══ TEXTAUSZUG

TERMINUS "GRAPSCHEN"
Der aktuell in unserer Gesellschaft erscheinende oberflächliche und lautstarke Konsens zum Terminus "Grapschen" legt nahe, dass jegliche nicht primär einvernehmliche Berührung einer Frau eine per se verwerfliche Handlungsweise sei und sei diese noch so flüchtig und weitab von einer genitalen Zone. Zwei Beispiele:
Situation (1)
Tanzveranstaltung, Aufforderung einer fremden Dame und dann z.B.
ein Walzer. Der Mann initiiert eine Dosis der Berührung mit den Beinen. Der Mann umfaßt die Taille seiner Partnerin. Dabei nähert er sich mit der Kleinfingerseite seiner rechten Hand - eben gerade auch bei korrekter Verhaltensweise - der Kontur der Gesäßregion. Die nur ganz leichte Berührung (Beine und Hand) des fremden Körpers
wirkt auf den Mann sexuell stimulierend. Es findet eine Berührung ohne Gespräch statt. Ist das Grapschen?
Situation (2)
Eine politische Großveranstaltung. Die Menge steht einem zentralen Rednerpult gegenüber. Die Menschen stehen lose nebeneinander, gestikulieren, applaudieren, gehen z.B. einen Schritt zur Seite, weil zwei oder drei Organisatoren einen geraden Weg durch die Menge gehen müssen. Dabei kommt ein junger Mann, mehr zufällig,
näher zu deiner jungen Dame zu stehen, die er nicht kennt, die er aber bewundernd schon von der Seite beobachtet hatte. Er berührt - halb Absicht halb Zufall im Zuge des Hinundhergeschiebes der Menge - mit dem Handrücken leicht die fremde Frau am Gesäß. Einem Impuls folgend führt er die Bewegung ein zweites Mal aus. Die Frau wirft ihm einen erstaunten bis missbilligenden Blick zu. Der Mann entschuldigt sich und es kommt zu einem Gespräch, für dessen Beginn der Mann zutiefst dankbar ist. Denn der junge Mann ist extrem schüchtern und empfand seine Unfähigkeit, eine fremde Frau anzusprechen, bisher immer als eine exzessive Qual. Aus der beschriebenen Situation entwickelt sich eine Liebesbeziehung. Ist die Bezeichnung "Grapschen" hier der korrekte Terminus?
Wie tiefer stehend beschrieben (letzter Absatz), hängen sexuelle Handlungen und Empfindungen u.a. mit tiefen und wenig erforschten Schichten unserer Psyche zusammen und entziehen sich teilweise einer klaren Justiziabilität und somit ist teilweise auch die ethische Beurteilung erschwert. Man sollte sich deswegen hüten, jegliche nicht vorab einvernehmlich geregelte Berührung als verwerflich zu bezeichnen.

════
══ BEREITGESTELLTE DATEN

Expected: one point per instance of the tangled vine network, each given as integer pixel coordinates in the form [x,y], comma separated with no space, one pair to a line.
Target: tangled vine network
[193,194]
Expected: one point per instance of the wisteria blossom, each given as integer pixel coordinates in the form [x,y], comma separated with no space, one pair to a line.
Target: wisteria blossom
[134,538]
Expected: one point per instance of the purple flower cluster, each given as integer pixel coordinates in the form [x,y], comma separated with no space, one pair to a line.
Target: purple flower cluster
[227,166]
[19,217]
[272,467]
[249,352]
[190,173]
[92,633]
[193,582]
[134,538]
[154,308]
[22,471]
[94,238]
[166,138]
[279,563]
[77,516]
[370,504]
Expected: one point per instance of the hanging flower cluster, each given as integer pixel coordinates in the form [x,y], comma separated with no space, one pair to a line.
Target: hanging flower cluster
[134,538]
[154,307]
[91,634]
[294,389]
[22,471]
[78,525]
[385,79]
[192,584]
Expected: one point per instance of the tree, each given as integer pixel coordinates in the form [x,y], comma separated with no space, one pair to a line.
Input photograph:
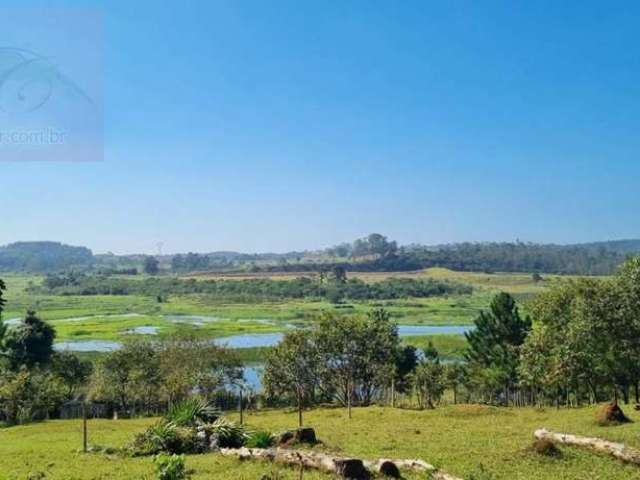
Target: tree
[27,394]
[358,354]
[189,364]
[455,376]
[151,265]
[496,341]
[72,372]
[339,274]
[293,369]
[3,302]
[428,378]
[3,288]
[30,343]
[129,376]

════

*AUFGABEN*:
(1) Stimmen diese Aussagen mit dem Text zum Begriff „Grapschen“ überein? (a) In Situation (1) kommt es zu einer Berührung ohne Gespräch. (b) In Situation (2) entschuldigt sich die Frau bei dem Mann. (c) Der junge Mann in Situation (2) kannte die Frau bereits.
(2) Wie würdest du den Text zum Begriff „Grapschen“ im Anschluss an seinen letzten Satz fortsetzen?

*LÖSUNGEN*:
(1)
(a) Ja: „Es findet eine Berührung ohne Gespräch statt.“
(b) Nein: „Der Mann entschuldigt sich“
(c) Nein: „die er nicht kennt“

(2)
THEMATIK SEXUELLE SELBSTBESTIMMUNG
Es geht hier um die sexuelle Kontaktaufnahme, die von einer Person initiiert wird und eine andere Person bedrängt. Trotz aller Entwicklungen und Veränderungen in diesem Beziehungsfeld gibt es zwischen Mann und Frau meist ein bestimmtes Grundschema, wenn sexuelle Zeichen oder Aktivitäten entstehen, und zwar sind Mann und Frau kraft Konvention und wahrscheinlich auch basierend auf dem genetischen Konzept deutlich an diese Verhaltensweisen gebunden, so dass sich ein Mann nicht wie eine Frau verhalten kann oder umgekehrt. Folglich erkennen wir zwei Möglichkeiten:
a) Der Mann handelt, um sexuell aktiv zu werden (z.B. Anrede)
b) Die Frau zeigt sich, um den sexuellen Aspekt zu berücksichtigen, sie will z.B. attraktiv erscheinen. Sie handelt jedoch meist nicht (z.B. Anrede).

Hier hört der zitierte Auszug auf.